Source records

· · · · · · ·

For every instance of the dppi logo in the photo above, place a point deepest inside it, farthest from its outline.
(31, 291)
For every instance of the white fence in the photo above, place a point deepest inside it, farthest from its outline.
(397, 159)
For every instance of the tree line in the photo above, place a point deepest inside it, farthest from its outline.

· · · · · · ·

* _WORK TO BE COMPLETED_: Copy out the records in full, matching every line character for character.

* _EXERCISE ANSWER_:
For every instance of the dppi logo in the photo above, place a point deepest inside it, farthest from its outline.
(31, 291)
For every instance of the white fence in the photo above, place a point deepest inside it, farthest from its outline.
(397, 159)
For every instance of the tree line in the photo above, place a point deepest inside it, farthest from its outline.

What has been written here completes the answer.